Parties de l'exercice:
(1) Répondez brièvement à ces questions sur l'article consacré à Joey Barton :
(a) Quels titres la sélection féminine anglaise détient-elle ?
(b) Sur quel réseau social Joey Barton mène-t-il sa croisade ?
(c) À quel couple compare-t-il Lucy Ward et Eni Aluko ?
(2) Poursuivez l'article sur Joey Barton et la misogynie dans le football anglais en reprenant juste après sa dernière phrase.

Texte à analyser:

Les dérapages récurrents de Joey Barton sur les réseaux sociaux en sont un reflet éloquent : l’Angleterre du football est encore en proie à une misogynie latente. Et ce, malgré la progression fulgurante de sa sélection féminine, championne d’Europe et vice-championne du monde en titre.

Chelsea manager Emma Hayes at the final whistle following the UEFA Women's Champions League semi-final first leg match at Stamford Bridge, London. Picture date: Saturday April 22, 2023. - Photo by Icon sport
Chelsea manager Emma Hayes at the final whistle following the UEFA Women's Champions League semi-final first leg match at Stamford Bridge, London. Picture date: Saturday April 22, 2023. - Photo by Icon sport

Il n’y a encore pas si longtemps, c’est sur le terrain qu’il distribuait des tacles appuyés. Désormais retraité et officiellement en retrait du monde du football, Joey Barton s’est trouvé un autre champ de bataille, à savoir X. L’ancien milieu de terrain passe beaucoup de temps sur le réseau social qu’on appelait autrefois Twitter. Et pour cause, il y mène une intense croisade. Contre les « woke », contre les antiracistes, contre ceux qui ont eu le malheur de suggérer la vaccination en guise de rempart face au Covid… Bref, contre beaucoup de monde. Mais sa cible principale est toujours la même : les femmes qui officient en tant que commentatrices ou consultantes sur des matchs de foot masculin. « Les femmes ne devraient pas pouvoir parler avec une quelconque légitimité des matchs masculins », dégaine-t-il début décembre. Un mois plus tard, il compare Lucy Ward et Eni Aluko, deux anciennes joueuses travaillant pour le diffuseur ITV, à Fred et Rose West, un célèbre couple de tueurs en série anglais. Un autre jour, l’ex de Manchester City et QPR indique qu’Aluko « est clairement dans la catégorie de Joseph Staline et Pol Pot. Elle a tué des centaines de milliers, voire des millions d’oreilles de fans de football, au cours des dernières années. » Et ce n’est qu’un échantillon.

Données fournies:
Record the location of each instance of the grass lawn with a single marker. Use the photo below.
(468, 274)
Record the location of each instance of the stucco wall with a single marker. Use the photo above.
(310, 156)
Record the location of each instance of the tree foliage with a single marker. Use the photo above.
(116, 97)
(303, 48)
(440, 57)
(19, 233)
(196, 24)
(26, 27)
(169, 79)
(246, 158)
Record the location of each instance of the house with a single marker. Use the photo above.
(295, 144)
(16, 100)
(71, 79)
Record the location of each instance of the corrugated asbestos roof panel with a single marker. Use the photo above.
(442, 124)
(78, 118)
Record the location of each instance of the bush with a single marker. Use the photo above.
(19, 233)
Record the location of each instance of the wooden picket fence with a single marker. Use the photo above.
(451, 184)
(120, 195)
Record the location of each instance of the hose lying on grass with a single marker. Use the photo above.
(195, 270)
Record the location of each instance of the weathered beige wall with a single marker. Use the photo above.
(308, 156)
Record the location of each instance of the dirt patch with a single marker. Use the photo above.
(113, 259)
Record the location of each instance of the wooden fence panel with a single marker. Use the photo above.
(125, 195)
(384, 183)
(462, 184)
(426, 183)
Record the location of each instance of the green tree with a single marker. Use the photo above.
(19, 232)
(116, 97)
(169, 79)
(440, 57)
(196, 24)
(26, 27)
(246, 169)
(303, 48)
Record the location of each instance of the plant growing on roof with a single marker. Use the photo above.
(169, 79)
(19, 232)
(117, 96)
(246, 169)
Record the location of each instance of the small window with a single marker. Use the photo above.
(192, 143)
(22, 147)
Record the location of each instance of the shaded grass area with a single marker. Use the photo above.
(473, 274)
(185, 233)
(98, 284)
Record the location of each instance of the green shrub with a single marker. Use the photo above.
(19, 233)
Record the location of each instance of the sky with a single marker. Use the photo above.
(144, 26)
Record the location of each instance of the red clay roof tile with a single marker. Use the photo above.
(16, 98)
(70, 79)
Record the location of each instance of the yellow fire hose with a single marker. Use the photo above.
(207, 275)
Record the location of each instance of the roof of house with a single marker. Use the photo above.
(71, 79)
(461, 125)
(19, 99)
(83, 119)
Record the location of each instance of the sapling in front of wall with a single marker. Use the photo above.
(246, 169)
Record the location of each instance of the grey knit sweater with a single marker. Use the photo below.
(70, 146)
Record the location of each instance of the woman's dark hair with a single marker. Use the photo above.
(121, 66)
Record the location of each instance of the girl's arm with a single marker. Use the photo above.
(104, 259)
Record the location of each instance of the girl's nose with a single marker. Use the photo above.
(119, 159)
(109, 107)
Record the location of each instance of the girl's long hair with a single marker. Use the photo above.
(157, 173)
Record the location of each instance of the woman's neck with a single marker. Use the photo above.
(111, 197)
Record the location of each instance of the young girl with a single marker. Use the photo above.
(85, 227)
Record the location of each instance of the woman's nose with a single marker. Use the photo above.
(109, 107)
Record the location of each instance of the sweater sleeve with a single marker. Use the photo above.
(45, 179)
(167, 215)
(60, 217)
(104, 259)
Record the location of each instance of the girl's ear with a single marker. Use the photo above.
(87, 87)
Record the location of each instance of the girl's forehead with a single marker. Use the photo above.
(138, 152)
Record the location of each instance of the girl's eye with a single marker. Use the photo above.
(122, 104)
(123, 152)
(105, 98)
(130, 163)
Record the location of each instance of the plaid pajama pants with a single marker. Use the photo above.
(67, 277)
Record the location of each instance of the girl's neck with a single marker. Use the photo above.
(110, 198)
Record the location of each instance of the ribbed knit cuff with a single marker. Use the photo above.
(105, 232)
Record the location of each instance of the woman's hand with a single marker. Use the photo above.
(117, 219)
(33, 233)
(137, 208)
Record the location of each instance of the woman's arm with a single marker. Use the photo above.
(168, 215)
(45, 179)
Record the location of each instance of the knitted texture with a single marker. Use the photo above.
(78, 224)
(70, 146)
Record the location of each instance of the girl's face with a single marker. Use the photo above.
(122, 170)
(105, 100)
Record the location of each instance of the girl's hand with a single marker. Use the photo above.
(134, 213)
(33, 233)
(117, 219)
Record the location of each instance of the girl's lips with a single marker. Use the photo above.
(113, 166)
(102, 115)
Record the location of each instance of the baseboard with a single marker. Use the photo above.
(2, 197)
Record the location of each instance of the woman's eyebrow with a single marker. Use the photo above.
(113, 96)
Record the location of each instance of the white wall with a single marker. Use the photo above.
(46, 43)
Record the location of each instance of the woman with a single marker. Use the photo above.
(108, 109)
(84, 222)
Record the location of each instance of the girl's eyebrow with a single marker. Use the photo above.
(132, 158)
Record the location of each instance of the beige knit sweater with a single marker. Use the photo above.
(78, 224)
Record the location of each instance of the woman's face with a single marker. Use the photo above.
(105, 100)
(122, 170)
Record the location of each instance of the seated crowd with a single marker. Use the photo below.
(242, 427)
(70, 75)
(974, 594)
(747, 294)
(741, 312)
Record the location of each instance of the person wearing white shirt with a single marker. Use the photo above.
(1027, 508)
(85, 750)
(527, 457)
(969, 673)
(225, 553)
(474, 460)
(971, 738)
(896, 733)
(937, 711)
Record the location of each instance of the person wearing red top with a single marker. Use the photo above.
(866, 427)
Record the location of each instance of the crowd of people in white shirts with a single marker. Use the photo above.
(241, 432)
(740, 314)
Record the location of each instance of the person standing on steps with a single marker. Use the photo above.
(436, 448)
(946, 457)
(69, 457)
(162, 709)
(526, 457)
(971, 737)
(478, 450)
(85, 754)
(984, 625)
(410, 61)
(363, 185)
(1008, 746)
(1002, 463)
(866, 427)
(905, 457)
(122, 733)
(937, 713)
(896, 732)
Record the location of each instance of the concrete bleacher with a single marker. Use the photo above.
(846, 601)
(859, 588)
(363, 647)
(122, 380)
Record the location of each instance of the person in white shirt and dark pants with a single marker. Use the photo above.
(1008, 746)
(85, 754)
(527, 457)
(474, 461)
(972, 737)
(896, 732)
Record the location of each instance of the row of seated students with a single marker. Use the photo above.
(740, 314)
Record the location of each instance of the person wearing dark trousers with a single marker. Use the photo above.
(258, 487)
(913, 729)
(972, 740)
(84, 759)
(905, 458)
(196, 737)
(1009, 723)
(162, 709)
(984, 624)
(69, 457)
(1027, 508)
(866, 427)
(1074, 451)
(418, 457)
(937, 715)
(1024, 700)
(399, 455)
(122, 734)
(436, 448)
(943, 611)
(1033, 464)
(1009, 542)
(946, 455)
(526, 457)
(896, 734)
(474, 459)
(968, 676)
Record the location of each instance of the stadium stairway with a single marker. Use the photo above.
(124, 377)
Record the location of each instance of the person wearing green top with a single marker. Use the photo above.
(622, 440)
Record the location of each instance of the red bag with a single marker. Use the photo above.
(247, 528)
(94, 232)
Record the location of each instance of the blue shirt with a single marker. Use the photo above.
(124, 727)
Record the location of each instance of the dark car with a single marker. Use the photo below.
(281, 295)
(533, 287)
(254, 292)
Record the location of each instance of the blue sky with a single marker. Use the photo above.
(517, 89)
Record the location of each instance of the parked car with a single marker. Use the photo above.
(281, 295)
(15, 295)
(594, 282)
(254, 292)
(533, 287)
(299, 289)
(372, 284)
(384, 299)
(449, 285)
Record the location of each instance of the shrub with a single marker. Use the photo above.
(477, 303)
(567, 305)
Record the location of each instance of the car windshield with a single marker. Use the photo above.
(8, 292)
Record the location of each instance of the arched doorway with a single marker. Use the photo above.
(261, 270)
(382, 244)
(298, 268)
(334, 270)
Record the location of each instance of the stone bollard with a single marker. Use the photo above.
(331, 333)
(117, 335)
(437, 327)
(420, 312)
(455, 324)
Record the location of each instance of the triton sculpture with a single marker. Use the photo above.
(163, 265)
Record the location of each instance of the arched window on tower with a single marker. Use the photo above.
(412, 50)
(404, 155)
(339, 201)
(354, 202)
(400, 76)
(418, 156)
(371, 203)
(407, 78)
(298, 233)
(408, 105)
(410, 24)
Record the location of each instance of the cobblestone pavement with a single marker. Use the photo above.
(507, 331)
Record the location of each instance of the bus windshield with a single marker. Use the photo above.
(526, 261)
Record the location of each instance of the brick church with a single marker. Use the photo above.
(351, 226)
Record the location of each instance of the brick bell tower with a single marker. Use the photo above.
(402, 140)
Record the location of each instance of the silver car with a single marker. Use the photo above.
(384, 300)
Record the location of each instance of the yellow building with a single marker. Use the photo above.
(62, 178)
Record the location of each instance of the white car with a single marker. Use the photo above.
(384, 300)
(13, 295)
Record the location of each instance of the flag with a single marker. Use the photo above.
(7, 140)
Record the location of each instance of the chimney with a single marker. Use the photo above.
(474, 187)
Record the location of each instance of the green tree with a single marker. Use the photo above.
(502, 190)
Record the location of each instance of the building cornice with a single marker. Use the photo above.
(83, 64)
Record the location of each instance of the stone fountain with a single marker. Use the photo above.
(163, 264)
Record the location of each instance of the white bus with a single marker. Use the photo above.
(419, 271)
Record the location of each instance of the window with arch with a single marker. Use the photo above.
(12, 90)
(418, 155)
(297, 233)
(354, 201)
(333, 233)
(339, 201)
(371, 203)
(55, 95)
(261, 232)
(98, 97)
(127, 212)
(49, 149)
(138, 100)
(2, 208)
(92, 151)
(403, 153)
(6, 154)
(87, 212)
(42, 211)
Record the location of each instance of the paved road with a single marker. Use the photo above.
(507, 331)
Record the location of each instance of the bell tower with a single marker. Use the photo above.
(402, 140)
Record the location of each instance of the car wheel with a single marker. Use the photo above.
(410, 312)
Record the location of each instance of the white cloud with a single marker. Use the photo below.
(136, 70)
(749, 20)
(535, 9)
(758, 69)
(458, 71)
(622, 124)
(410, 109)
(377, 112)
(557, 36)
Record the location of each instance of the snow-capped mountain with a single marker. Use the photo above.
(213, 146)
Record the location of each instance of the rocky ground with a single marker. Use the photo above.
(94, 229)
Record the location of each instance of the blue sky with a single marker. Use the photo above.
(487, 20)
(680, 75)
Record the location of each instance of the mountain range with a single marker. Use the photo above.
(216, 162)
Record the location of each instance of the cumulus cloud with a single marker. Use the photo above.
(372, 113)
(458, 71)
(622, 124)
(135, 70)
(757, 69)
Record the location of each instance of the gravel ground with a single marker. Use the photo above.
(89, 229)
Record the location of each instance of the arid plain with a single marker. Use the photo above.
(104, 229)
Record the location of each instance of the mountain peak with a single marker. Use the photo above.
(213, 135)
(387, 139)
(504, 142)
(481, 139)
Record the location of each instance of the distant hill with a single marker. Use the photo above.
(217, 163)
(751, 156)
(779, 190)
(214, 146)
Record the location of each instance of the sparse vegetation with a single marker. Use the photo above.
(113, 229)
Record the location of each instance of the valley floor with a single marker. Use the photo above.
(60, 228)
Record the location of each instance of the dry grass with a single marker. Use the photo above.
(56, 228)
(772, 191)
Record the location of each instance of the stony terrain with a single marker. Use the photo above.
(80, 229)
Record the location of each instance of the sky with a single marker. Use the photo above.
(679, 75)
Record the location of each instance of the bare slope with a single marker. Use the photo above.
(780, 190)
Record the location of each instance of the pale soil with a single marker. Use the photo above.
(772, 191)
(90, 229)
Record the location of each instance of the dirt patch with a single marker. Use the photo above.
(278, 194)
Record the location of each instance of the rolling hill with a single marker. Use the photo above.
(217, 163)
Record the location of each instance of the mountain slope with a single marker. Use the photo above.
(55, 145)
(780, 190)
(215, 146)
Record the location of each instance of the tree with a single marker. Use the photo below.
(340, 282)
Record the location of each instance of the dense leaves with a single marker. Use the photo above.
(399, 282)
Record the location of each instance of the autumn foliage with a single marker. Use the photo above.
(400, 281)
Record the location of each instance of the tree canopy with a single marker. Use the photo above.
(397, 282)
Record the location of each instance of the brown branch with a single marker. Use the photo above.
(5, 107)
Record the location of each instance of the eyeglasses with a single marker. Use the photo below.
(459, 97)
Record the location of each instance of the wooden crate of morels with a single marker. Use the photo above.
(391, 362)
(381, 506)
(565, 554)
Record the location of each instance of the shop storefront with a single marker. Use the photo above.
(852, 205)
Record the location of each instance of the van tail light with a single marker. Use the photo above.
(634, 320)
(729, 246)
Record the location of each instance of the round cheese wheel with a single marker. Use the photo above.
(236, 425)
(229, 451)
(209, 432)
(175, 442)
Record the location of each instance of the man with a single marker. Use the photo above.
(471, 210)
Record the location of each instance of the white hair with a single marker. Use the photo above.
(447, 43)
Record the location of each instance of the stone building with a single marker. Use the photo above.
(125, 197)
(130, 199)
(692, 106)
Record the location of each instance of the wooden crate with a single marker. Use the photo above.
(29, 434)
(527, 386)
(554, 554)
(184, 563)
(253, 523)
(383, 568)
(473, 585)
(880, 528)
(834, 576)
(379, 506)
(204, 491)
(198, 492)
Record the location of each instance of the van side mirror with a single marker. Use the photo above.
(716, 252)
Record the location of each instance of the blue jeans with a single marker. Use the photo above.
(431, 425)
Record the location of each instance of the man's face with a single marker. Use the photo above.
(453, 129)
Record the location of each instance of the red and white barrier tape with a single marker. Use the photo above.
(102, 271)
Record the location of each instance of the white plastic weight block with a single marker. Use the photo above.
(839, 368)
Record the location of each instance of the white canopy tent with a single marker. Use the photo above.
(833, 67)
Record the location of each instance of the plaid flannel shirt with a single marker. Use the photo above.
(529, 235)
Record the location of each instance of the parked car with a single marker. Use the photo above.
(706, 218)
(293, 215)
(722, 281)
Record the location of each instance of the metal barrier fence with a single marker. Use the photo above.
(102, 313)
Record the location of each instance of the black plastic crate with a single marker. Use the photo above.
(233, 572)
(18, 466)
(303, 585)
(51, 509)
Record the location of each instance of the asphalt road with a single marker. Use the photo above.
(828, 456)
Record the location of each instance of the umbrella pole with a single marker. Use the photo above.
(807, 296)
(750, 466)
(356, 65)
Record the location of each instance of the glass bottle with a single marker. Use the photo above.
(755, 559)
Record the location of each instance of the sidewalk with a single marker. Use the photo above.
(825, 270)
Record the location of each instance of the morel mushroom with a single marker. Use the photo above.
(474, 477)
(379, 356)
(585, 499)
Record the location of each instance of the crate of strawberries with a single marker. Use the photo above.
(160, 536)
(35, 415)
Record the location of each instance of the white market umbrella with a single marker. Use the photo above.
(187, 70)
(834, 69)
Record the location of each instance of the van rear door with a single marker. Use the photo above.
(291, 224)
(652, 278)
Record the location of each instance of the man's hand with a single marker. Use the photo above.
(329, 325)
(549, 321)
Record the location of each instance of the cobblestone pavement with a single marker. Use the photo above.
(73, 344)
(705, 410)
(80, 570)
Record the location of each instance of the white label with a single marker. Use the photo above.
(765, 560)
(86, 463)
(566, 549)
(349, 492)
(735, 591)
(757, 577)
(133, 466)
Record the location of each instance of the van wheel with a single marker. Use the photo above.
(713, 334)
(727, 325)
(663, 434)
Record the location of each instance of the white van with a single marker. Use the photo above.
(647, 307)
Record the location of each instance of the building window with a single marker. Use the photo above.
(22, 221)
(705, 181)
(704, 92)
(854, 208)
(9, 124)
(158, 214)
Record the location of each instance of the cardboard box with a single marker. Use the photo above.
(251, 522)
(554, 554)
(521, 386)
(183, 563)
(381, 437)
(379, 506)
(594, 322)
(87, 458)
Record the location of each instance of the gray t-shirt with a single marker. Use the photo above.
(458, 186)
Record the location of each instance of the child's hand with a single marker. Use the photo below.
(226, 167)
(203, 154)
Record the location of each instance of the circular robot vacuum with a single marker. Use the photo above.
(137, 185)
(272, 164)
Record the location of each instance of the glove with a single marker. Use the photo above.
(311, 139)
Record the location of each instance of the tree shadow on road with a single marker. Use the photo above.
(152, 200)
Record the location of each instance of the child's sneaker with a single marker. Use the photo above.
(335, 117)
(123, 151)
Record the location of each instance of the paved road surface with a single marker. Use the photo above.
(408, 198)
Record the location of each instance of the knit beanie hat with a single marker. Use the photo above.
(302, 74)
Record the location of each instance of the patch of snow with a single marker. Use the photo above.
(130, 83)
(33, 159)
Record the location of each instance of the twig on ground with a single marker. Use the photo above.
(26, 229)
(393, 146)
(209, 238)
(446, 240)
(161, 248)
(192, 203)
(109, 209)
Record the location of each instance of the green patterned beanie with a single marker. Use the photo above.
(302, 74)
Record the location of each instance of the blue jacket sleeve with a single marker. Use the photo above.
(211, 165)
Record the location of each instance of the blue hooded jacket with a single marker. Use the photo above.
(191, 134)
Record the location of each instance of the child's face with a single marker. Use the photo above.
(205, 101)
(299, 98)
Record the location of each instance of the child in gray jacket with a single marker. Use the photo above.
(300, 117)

Réponses par consigne:
(1)
(a) Elle est championne d'Europe et vice-championne du monde en titre.
(b) Sur X, le réseau social qu'on appelait autrefois Twitter.
(c) À Fred et Rose West, un célèbre couple de tueurs en série anglais.

(2)
On pourrait penser que Barton s’excite tout seul dans son coin. Qu’il n’est qu’un cas isolé, dans un pays où le football féminin et sa sélection ont connu une ascension fulgurante au cours des dernières années. Un Euro 2022 remporté à domicile, dans un Wembley en ébullition, une finale au Mondial 2023, un championnat national devenu très compétitif (et bien mieux vendu que la D1 Arkema), des stars renommées au niveau planétaire… A priori, tout cela devrait aider à faire évoluer les mentalités ou a minima faire comprendre que les femmes ont totalement leur place dans le foot anglais, que ce soit pour y jouer, y travailler ou, tout simplement, en parler. Sauf que Barton compte 2,8 millions d’abonnés et que ses publications aux relents sexistes sont abondamment relayées.

Barton, un troll qui nourrit le système

À tel point qu’ITV est montée au créneau pour défendre ses consultantes, étant rapidement soutenue par Gary Neville : « Mes filles regardent Salford City avec moi depuis 10 ans et aiment commenter le football, ma mère a été exclue de l’équipe de football et a arrêté de jouer à cause de la misogynie, ma sœur a lutté pendant des années pour obtenir des fonds pour son sport et mon frère a été moqué lorsqu’il a pris la tête de l’équipe féminine d’Angleterre. […] Tout cela ne fait que décourager et ce n’est pas la voie à suivre. » En juillet 2023, l’association Women in Football a même révélé que 82 % de ses membres – qui travaillent dans le foot – avaient été victimes de discrimination liée à leur genre. Pas de quoi surprendre Emma Hayes. « La réalité, c’est que le privilège masculin a toujours été au centre du football dans ce pays. J’ai le sentiment que le sport est le dernier endroit dans la société où ce privilège masculin existe », a commenté la future sélectionneuse des États-Unis, qui n’hésite pas à dénoncer l’existence d’une « misogynie systémique ».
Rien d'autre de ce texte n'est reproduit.